▶ [WHAT YOU HAVE TO DO]: The word "roof" marks the lines to keep; find each one in the data and copy it.

▶ [SOURCE RECORDS]:

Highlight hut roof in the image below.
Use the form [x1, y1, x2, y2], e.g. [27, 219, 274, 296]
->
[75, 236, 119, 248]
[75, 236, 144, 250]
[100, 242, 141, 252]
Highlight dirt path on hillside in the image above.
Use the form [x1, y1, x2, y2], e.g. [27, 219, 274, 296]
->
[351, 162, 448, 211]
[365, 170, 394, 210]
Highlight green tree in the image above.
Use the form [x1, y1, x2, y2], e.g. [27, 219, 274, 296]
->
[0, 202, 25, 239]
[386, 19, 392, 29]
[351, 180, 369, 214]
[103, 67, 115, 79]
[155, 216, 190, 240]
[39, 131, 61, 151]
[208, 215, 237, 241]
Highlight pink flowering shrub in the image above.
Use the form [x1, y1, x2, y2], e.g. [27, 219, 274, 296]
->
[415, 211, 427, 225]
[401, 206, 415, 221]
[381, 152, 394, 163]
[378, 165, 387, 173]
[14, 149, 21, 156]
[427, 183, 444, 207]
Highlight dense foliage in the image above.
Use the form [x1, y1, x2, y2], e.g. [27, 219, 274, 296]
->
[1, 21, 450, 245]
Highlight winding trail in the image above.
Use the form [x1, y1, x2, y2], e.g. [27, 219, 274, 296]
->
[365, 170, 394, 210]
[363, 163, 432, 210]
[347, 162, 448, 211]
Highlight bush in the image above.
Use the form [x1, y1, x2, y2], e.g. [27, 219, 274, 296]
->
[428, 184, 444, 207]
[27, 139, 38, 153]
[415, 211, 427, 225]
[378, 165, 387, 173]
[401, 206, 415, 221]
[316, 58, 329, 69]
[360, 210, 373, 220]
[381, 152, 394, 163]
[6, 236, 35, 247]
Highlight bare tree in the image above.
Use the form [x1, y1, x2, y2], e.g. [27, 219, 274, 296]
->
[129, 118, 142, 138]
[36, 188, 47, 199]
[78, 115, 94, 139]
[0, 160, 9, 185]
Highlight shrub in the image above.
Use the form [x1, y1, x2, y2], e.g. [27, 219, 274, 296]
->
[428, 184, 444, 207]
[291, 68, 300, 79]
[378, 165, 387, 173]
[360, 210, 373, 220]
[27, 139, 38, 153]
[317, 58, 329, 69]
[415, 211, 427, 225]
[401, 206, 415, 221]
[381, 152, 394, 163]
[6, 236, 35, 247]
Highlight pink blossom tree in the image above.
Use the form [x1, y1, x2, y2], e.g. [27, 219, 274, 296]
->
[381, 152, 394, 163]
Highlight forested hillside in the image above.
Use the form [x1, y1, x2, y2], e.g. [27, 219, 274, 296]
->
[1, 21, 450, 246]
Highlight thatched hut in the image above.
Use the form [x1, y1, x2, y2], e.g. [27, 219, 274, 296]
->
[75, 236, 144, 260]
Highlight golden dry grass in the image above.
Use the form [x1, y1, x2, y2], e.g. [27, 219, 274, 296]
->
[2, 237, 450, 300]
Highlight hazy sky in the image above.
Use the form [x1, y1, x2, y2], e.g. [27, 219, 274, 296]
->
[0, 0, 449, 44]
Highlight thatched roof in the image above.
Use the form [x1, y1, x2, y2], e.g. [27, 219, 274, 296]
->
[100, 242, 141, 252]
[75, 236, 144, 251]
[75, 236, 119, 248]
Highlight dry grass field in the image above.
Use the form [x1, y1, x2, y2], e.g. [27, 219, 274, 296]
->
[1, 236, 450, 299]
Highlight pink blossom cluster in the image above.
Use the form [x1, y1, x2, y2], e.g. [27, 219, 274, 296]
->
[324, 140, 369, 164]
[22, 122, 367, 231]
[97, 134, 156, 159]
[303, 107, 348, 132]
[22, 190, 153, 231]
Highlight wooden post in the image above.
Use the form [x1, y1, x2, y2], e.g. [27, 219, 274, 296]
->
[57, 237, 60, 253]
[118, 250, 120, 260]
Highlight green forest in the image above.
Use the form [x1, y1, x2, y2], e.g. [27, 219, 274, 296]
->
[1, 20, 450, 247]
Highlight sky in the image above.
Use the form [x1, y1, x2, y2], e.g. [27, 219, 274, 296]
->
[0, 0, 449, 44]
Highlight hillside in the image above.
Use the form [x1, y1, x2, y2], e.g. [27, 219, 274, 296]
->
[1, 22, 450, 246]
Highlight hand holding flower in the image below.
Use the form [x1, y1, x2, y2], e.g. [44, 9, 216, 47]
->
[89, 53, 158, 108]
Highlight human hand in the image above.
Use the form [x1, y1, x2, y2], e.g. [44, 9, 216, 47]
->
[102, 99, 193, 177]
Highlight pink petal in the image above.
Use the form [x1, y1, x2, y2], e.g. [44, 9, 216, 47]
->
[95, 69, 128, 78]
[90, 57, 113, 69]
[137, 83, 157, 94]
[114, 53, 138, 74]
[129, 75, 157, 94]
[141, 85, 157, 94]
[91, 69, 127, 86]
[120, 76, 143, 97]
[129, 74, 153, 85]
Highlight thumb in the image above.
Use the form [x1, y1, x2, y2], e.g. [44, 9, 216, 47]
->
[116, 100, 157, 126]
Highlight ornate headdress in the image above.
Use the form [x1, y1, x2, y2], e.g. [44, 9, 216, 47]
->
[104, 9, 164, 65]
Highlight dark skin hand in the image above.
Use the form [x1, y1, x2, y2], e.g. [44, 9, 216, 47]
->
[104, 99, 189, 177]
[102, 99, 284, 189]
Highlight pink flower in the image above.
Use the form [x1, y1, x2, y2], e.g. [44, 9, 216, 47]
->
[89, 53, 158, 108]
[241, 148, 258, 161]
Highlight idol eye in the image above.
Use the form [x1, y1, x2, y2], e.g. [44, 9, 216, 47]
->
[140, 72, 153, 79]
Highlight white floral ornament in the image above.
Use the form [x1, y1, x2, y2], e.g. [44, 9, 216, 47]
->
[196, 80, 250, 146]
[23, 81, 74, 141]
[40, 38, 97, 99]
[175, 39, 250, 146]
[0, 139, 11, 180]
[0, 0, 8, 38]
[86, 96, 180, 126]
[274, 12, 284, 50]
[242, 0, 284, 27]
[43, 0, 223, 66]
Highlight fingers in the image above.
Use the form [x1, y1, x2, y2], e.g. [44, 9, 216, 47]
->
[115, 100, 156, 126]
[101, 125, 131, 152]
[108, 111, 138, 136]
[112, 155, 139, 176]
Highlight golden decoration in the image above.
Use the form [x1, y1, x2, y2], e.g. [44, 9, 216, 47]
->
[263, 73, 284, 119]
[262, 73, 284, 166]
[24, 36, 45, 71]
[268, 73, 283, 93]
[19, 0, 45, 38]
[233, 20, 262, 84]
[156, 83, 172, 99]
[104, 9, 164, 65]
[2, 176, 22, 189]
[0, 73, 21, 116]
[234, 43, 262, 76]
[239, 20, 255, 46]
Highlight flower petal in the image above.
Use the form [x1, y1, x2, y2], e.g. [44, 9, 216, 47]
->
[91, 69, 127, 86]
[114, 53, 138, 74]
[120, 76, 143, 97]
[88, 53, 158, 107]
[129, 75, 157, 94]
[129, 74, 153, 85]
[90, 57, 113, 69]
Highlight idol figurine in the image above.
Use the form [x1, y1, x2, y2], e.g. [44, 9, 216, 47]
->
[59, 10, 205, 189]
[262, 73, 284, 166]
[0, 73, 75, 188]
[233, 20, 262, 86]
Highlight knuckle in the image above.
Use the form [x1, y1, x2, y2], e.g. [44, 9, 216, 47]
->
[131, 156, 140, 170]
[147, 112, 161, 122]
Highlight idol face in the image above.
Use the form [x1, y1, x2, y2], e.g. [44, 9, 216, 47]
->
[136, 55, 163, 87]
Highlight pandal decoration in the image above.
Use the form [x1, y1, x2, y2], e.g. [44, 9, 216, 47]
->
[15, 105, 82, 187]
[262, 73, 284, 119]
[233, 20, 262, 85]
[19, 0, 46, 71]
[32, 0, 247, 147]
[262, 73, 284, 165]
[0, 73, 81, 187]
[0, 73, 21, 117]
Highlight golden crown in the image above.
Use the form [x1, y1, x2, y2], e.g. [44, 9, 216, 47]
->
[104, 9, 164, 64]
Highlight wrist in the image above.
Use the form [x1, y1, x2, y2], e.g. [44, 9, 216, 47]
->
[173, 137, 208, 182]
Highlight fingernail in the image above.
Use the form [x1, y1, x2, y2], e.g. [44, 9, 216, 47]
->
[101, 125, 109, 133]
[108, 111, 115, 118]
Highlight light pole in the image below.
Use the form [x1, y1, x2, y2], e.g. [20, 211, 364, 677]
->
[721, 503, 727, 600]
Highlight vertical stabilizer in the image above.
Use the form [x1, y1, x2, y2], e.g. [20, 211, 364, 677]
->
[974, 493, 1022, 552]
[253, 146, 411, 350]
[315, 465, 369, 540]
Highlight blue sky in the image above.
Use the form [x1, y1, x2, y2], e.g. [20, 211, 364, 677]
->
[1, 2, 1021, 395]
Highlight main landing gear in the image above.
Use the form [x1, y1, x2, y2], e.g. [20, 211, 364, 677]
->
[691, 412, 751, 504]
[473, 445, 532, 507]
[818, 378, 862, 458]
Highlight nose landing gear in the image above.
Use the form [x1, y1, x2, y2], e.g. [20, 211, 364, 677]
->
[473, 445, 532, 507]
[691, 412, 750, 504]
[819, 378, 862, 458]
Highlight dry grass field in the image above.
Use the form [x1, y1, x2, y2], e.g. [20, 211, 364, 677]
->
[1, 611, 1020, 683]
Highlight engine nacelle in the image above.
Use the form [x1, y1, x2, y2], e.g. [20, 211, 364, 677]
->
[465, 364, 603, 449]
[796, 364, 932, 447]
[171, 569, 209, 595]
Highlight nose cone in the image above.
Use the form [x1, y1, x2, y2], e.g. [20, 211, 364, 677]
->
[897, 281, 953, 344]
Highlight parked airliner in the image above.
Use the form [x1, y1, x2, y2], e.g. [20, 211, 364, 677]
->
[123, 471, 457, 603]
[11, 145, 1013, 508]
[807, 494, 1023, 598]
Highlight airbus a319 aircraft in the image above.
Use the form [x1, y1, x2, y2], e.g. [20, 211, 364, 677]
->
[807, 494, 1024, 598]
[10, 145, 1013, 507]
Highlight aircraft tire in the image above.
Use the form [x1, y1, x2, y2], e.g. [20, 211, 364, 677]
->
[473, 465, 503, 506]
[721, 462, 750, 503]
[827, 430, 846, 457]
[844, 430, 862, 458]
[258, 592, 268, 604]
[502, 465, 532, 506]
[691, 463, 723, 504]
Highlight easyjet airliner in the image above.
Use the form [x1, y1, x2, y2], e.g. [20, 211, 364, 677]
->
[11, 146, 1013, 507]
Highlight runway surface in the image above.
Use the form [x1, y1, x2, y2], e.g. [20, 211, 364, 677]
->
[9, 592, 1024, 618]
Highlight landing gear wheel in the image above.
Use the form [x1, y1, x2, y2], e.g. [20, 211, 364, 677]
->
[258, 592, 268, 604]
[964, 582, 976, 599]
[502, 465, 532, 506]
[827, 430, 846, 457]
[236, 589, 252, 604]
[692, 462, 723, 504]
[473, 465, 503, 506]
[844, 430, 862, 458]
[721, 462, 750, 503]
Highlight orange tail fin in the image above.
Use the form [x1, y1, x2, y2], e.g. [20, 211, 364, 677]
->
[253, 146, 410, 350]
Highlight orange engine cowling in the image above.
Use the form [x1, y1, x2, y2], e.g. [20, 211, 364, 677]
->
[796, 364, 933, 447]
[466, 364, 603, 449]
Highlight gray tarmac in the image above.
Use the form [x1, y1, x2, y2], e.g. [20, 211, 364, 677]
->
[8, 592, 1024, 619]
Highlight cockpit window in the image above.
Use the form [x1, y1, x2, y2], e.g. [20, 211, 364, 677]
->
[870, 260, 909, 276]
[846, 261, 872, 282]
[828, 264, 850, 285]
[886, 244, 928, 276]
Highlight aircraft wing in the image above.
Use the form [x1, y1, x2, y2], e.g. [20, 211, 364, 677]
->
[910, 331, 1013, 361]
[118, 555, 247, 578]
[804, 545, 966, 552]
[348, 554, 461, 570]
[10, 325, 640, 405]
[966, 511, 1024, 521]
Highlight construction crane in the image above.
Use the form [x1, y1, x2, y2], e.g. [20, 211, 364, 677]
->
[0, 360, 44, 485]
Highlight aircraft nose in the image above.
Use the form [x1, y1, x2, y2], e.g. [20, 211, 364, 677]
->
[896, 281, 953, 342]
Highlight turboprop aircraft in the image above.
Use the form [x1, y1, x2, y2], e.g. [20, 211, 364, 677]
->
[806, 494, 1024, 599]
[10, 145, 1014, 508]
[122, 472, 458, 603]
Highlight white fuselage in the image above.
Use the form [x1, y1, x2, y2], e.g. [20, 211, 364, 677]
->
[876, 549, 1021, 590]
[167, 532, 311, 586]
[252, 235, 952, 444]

▶ [EXERCISE ANSWER]:
Highlight hut roof in the image below.
Highlight thatched roof in the image above.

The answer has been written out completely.